↓
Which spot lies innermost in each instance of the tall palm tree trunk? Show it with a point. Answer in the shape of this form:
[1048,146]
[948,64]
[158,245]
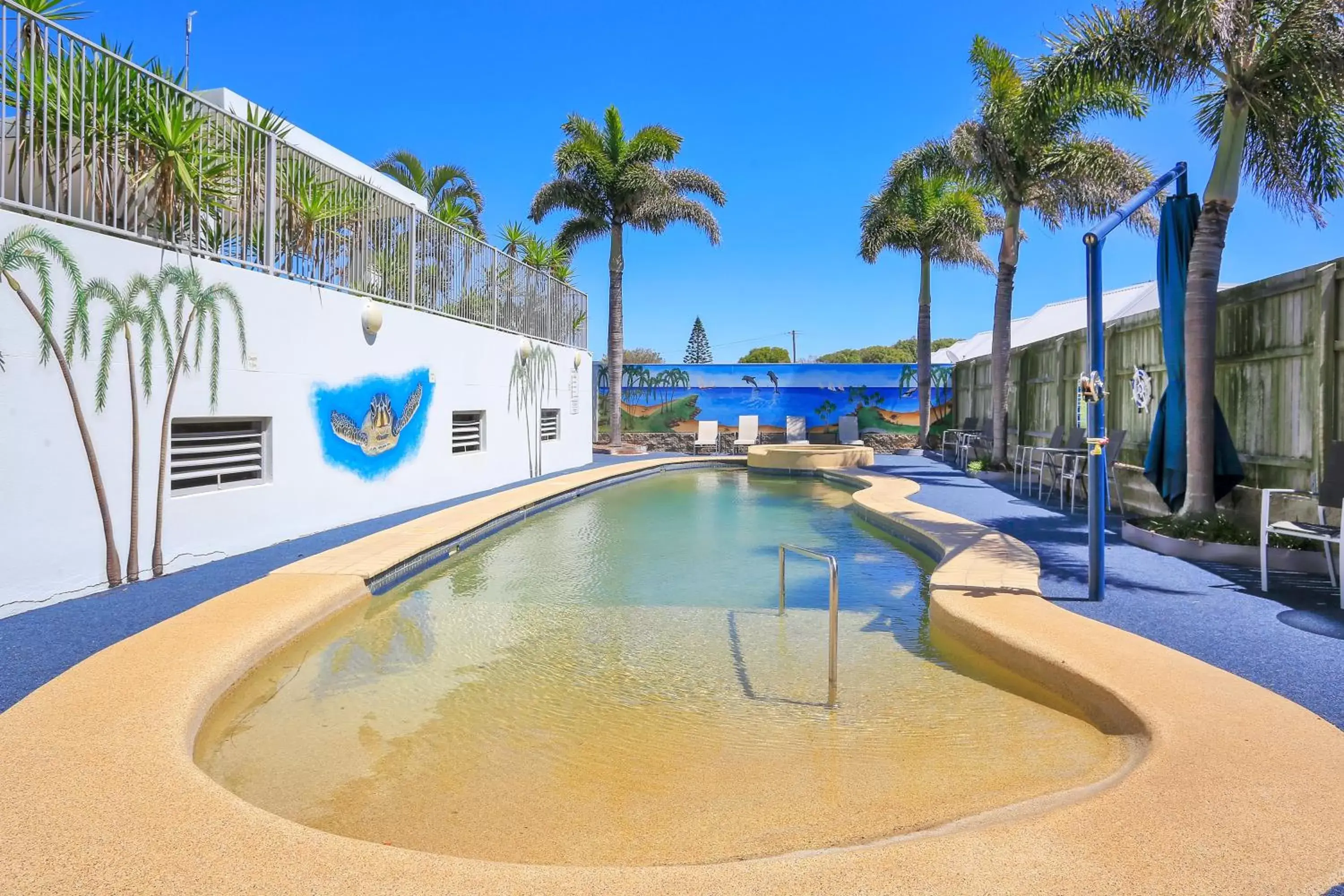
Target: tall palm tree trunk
[924,339]
[1002,342]
[1206,260]
[1206,263]
[158,556]
[95,472]
[134,551]
[615,334]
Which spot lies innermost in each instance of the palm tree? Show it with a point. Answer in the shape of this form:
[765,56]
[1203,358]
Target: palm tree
[1029,150]
[205,306]
[515,238]
[937,218]
[444,187]
[1269,81]
[33,249]
[612,183]
[124,315]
↑
# Task description
Write out the data above word for word, from the line containing "Which spot lies innermost in each instance of the palm" through the last line of the data, including both of those lines.

# Solution
Which spot lies innermost in each instance of the palm tree? Show it with a point. Answer in the shape of this form:
[765,56]
[1203,358]
Target: palm tree
[1029,150]
[205,306]
[515,238]
[937,218]
[444,187]
[1269,81]
[33,249]
[612,183]
[124,315]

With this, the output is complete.